Prag - Laut tschechischer Verfassung ist Premier Mirek Topolanek nach der verlorenen Misstrauensabstimmung verpflichtet, zum ehestmöglichen Termin Staatspräsident Vaclav Klaus die offizielle Demission des gesamten Kabinetts zu überreichen. Da er, Topolanek, am morgigen Mittwoch jedoch in Straßburg sei, werde er dies frühestens am Donnerstag machen können, bestätigte der Premier.

Danach sollte das Staatsoberhaupt einem Politiker einen neuen Auftrag zur Regierungsbildung erteilen. Es muss nicht unbedingt der Wahlsieger sein, auch wenn dies bisher in Tschechien Tradition war. Topolanek beharrt aber darauf, dass er immer noch der Chef der stärksten Partei im Abgeordnetenhaus ist, so dass er diesen Auftrag nach eigenen Worten nun auch erwartet. Dabei sind Klaus in diesem Prozess in der Verfassung keine Fristen vorgeschrieben. Er könnte mit dem Auftrag theoretisch auch Wochen oder Monate zögern.

Kabinett in Demission

Die bisherige Regierung kann unterdessen als Kabinett in Demission weiter amtieren. Damit rechnet auch der Chef der oppositionellen Sozialdemokraten (CSSD) Jiri Paroubek, der meinte, dass Topolaneks Regierung bis Ende des laufenden tschechischen EU-Vorsitzes im Amt bleiben sollte.

Sobald der beauftragte Politiker dem Staatschef mitgeteilt hat, dass er eine Mehrheit im Abgeordnetenhaus gesichert hat, kann der Präsident den Premier sowie die Regierung offiziell ernennen. Innerhalb von 30 Tagen ab diesem Zeitpunkt muss sich dann das Kabinett dem Abgeordnetenhaus stellen und um das Vertrauen ersuchen.

• Aufgaben:
**1.** Nenne alle Personen, die im Lesetext mit Vor- und Nachnamen vorkommen.
**2.** Bearbeite einen Abschnitt aus dem Lesetext und ersetze darin „Sozialdemokraten“ durch „Christdemokraten“. Beginne bei den Worten „Die bisherige Regierung“ und höre nach „Amt bleiben sollte.“ auf.
Die Daten spielen hierfür keine Rolle.

Auszug aus einer Datensammlung:
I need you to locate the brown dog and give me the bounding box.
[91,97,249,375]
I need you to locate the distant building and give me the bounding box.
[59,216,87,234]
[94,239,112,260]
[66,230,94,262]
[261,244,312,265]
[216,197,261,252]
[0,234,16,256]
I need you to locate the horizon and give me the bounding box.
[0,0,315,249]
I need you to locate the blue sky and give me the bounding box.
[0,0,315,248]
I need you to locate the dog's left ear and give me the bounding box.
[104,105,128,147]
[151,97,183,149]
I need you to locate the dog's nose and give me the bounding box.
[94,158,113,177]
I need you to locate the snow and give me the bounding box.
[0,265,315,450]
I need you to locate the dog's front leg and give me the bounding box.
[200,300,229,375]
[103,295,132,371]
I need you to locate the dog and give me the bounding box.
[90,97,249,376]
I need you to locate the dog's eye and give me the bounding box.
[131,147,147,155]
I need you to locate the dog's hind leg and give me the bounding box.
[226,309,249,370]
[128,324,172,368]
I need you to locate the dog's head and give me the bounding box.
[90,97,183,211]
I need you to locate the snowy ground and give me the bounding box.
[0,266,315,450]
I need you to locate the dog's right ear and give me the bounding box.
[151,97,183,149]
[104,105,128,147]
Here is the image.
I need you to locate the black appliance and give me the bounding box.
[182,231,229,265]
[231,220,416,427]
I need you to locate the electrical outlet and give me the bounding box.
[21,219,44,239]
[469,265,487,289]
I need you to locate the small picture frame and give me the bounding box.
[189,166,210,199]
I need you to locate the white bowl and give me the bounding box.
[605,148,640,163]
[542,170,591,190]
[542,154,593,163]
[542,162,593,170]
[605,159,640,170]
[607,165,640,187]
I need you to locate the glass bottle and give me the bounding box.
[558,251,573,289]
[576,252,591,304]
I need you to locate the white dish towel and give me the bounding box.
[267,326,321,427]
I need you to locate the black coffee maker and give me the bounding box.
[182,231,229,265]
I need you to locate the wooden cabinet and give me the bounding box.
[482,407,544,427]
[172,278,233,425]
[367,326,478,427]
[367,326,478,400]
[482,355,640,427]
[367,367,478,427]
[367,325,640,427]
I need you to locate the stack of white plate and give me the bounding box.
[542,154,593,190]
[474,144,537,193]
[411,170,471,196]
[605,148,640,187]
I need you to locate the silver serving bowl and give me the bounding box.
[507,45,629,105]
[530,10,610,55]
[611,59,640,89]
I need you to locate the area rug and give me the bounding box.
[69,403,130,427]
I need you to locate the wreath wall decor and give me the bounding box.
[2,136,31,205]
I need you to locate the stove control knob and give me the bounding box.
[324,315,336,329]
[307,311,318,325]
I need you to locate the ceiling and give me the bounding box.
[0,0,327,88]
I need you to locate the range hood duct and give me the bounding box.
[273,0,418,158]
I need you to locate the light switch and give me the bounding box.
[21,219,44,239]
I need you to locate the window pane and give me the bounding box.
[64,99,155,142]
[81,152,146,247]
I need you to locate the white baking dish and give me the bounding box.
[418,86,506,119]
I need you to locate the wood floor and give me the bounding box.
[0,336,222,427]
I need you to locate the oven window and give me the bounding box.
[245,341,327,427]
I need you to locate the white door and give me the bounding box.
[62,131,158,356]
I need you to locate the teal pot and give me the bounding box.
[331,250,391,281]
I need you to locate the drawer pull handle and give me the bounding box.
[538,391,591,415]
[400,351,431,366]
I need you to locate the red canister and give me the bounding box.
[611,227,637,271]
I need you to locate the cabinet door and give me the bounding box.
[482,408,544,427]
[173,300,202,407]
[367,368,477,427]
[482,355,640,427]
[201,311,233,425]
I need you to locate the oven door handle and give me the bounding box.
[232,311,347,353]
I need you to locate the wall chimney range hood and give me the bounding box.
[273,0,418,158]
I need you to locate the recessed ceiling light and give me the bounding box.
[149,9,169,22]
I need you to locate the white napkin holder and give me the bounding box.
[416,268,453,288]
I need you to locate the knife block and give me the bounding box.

• Antworten:
**1.** Mirek Topolanek, Vaclav Klaus, Jiri Paroubek

**2.**
Die bisherige Regierung kann unterdessen als Kabinett in Demission weiter amtieren. Damit rechnet auch der Chef der oppositionellen Christdemokraten (CSSD) Jiri Paroubek, der meinte, dass Topolaneks Regierung bis Ende des laufenden tschechischen EU-Vorsitzes im Amt bleiben sollte.